→ **EXCERPTED TEXT**:
--------------------

TABLE 1 Principal characteristics of gas oil feed Density 15/4 (g/cm3) 0.8712 Sulphur (ppm by wt) 13435 Distillation, ASTM D86 5% point 235 50% point 286 95% point 354 - To achieve a sulphur specification of 50 ppm by weight in the gas oil produced, it was necessary to use 500 cm3 of catalyst, giving a HSV of 0.4 h−1, as shown in Table 2.
TABLE 2 Hydrogen consumption to achieve 50 ppm sulphur specification (Feed: 75% SR gas oil + 25% LCO; 1 reactor; pressure = 30 bar g) Sulphur specification (ppm) 50 Corresponding HDS (%) 99.63 HSV required (h−1) 0.4 Hydrogen consumption 100 (wt %/feed) - The same gas oil as that described in Example 1 was treated using a two-step process with a single bed of catalyst (per reactor) in two successive reactors R1 and R2. A stripping apparatus between the two beds eliminated the H2S produced in the first bed.

--------------------

→ **GIVEN DATA**:
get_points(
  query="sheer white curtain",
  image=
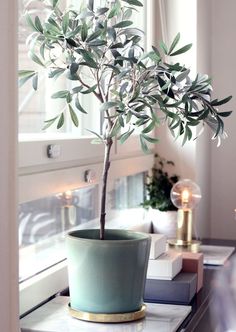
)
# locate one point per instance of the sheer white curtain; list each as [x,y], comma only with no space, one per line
[8,147]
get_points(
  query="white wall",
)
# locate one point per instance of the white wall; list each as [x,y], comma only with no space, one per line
[8,226]
[223,159]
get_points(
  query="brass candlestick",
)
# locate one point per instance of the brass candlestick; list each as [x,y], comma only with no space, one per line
[185,195]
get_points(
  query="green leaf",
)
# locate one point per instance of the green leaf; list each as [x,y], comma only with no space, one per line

--------------------

→ **GOALS**:
A – Answer these questions about the gas oil excerpt:
(i) What density is given for the gas oil feed?
(ii) How much catalyst was needed to reach a sulfur specification of 50 ppm by weight?
(iii) What eliminated the H2S produced in the first bed?
B – Echo all of the rows above, from the first get_points call through the last one, and leave the pictures out.
The gas oil text and the rows have no connection to each other.

→ **SOLUTIONS IN ORDER**:
A –
(i) 0.8712 g/cm3 (density 15/4).
(ii) 500 cm3 of catalyst.
(iii) A stripping apparatus between the two beds.

B –
get_points(
  query="sheer white curtain",
  image=
)
# locate one point per instance of the sheer white curtain; list each as [x,y], comma only with no space, one per line
[8,147]
get_points(
  query="white wall",
)
# locate one point per instance of the white wall; list each as [x,y], comma only with no space, one per line
[8,226]
[223,159]
get_points(
  query="brass candlestick",
)
# locate one point per instance of the brass candlestick; list each as [x,y], comma only with no space, one per line
[185,195]
get_points(
  query="green leaf",
)
# locate one point per instance of the green leaf; list each as [x,y], comma only with no space, one per line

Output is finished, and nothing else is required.